In the excerpt on oil palm leaf spot disease, which pathogen is predominant, and what proportion of isolates does it reach?

__Text excerpt__:
=-=-=-=-=

This study showed that seven genera of pathogenic fungi linked to the oil palm leaf spot disease. Curvularia is predominant genus, with a proportion of 53.17%, followed by Pestalotiopsis with a proportion of 32.20%. In addition, this study is the first to report the infection of Neopestalotiopsis, Pseudopestalotiopsis, Phyllosticta, Nigrospora, and Phoma on oil palm seedlings in Indonesia. Multilocus identification revealed four species of Curvularia, namely C. oryzae, C. geniculata, C. eragrostidis, and C. lunata responsible for the leaf spot disease on oil palm. This study marks the first report of C. oryzae and C. geniculata infection on oil palm seedlings in Indonesia. Curvularia oryzae is the predominant pathogen, with a proportion of isolates reaching 93.58%.

=-=-=-=-=

__Given information__:
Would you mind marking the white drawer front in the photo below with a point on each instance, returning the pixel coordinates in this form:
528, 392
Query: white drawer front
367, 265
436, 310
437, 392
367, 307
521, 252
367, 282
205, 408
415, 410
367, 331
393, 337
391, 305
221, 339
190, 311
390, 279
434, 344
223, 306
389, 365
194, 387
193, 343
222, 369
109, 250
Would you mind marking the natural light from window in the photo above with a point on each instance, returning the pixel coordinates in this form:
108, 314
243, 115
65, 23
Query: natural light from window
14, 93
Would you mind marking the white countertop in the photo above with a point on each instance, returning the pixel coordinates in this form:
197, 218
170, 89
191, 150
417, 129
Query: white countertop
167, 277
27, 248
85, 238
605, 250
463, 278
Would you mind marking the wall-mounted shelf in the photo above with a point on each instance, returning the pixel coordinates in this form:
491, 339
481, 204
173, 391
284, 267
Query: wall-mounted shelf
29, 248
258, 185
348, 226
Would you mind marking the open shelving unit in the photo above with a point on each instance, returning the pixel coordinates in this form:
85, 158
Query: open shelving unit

=-=-=-=-=

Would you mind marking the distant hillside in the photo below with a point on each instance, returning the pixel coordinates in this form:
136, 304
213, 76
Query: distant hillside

=-=-=-=-=

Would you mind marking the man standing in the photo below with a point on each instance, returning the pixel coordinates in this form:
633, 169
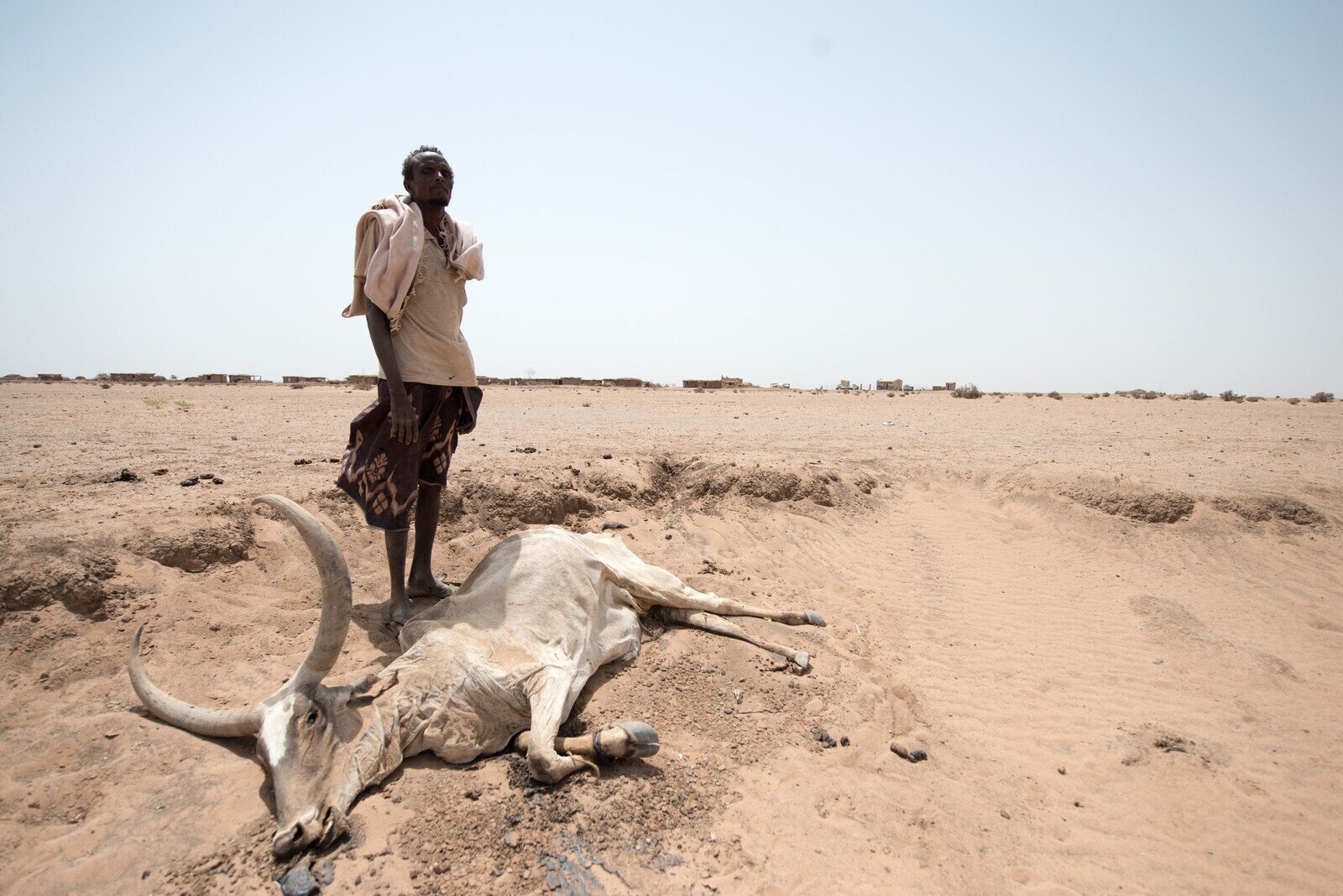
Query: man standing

=-=-=-=-=

__Problem solution__:
Curvularia oryzae, at 93.58% of isolates.